- Passage given:
┌──

Since there were two Malaysian dishes Mui Garden is known for, we thought we also try another of their Malaysian dish. The satay is $7.50 for six sticks. You can have beef, pork or chicken. We decided not to get beef because really, beef satay is tough. The best is still chicken (with SKIN preferably!).
You know, in Malaysia pork satay is extremely rare. The muslims in the country do not eat pork as most of you know. But since they have pork here, we tried it. It was a mix of pork and chicken that we got.
They served the satays on a hot plate (which was extremely hot BTW) which is definitely not Malaysian style. Other than the meat on skewers, the resemblance stopped there.
No skin for the chicken satay … no charring … simply not good … not that it’s unedible. Call it something else would be better and maybe I’ll enjoy it a bit more.
The peanut sauce is served on a plate and as it is everywhere else in Vancouver, the portion is stingy. The peanut sauce is not bad for Vancouver standards. I wish they make it spicy but then this is a HK rendition of it.
Having the pineapple along was kind of weird though. I think they served that in place of ketupat. Poor replacement.

└──

- Record set:
┌──

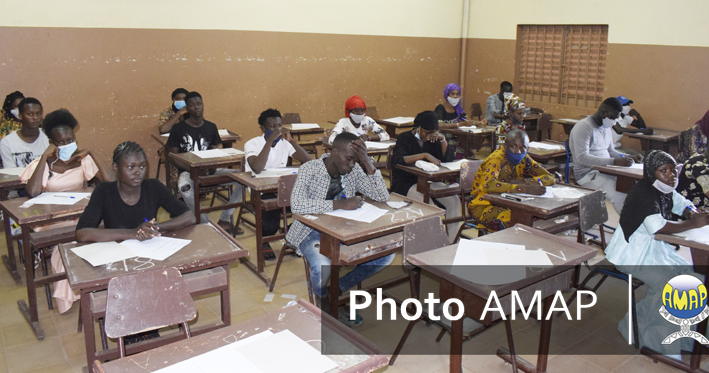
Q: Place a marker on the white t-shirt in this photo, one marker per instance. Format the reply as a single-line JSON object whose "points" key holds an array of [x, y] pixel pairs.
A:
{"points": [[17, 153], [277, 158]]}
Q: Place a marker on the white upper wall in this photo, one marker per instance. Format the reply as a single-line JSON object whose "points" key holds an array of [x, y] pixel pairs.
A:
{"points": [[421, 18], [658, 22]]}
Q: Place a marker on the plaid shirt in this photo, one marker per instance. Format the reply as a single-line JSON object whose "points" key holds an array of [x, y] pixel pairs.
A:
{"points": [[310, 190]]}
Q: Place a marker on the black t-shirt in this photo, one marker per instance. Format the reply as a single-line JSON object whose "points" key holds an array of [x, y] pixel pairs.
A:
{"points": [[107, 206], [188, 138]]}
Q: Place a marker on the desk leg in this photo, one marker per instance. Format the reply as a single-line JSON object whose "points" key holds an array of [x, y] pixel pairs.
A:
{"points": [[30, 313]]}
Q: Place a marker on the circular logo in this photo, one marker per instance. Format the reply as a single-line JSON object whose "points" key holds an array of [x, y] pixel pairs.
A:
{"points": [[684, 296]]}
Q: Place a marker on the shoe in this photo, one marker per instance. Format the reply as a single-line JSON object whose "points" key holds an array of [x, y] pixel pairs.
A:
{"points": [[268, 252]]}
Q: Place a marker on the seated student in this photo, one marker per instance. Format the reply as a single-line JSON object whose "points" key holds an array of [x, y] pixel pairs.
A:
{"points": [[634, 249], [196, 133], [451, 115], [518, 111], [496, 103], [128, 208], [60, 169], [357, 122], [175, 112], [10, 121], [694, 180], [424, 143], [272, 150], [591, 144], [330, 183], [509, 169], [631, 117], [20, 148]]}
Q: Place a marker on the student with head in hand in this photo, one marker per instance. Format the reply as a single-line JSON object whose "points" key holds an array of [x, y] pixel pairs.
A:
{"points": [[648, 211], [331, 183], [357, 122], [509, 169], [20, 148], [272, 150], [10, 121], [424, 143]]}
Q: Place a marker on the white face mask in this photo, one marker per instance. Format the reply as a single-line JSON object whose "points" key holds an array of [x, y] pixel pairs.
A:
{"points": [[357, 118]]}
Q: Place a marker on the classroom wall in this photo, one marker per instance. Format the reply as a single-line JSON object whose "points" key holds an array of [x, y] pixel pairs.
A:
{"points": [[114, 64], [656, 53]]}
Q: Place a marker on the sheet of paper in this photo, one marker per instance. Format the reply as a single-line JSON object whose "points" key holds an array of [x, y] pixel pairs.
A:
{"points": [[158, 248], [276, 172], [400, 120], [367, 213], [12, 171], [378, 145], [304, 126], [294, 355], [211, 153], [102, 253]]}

└──

- Objective 1:
Set down the passage on Mui Garden's satay word for word, beginning at the words "Since there were" and stopping after the words "a bit more.".
- Objective 2:
Continue the review of Mui Garden's satay from the point where it stops.

- Written answer 1:
Since there were two Malaysian dishes Mui Garden is known for, we thought we also try another of their Malaysian dish. The satay is $7.50 for six sticks. You can have beef, pork or chicken. We decided not to get beef because really, beef satay is tough. The best is still chicken (with SKIN preferably!).
You know, in Malaysia pork satay is extremely rare. The muslims in the country do not eat pork as most of you know. But since they have pork here, we tried it. It was a mix of pork and chicken that we got.
They served the satays on a hot plate (which was extremely hot BTW) which is definitely not Malaysian style. Other than the meat on skewers, the resemblance stopped there.
No skin for the chicken satay … no charring … simply not good … not that it’s unedible. Call it something else would be better and maybe I’ll enjoy it a bit more.

- Written answer 2:
The Sweet and Sour Pork was a dish we normally do not order. While it is a very Cantonese dish, we had until recently thought that this is a North American Chinese dish because of its popularity here. We erroneously considered this like chop suey and fortune cookies.
But sweet and sour pork is as Cantonese as it gets. Some people even swear that the real test of a great Cantonese chef is how they make this dish.
So we are taking a look at this dish in a different light and since this is a Cantonese restaurant, we order this. They list this dish as the Sweet and Sour Pork with Pineapple ($9.50) on their menu.
Was it good? No, not really. We find that it has too much sauce and overly ketchupy. The pork too was not crisp enough on the outside. Maybe the same thing with the curry chicken … they might have deep fried the pork way ahead of time.
Their prices are good and maybe that is one of the reasons why Mui is still going strong. I felt that they are sitting on their laurels and on cruise control. Better be careful because time can pass them by or else they might go down the path of great old time Chinese restaurant of the 70s and 80s.
This restaurant is cash only.
It seems like you can get party trays too from them. At $16, the prices are quite cheap and they have quite a variety to chose from too. This is worthwhile for us to consider getting party trays from them the next time we need it.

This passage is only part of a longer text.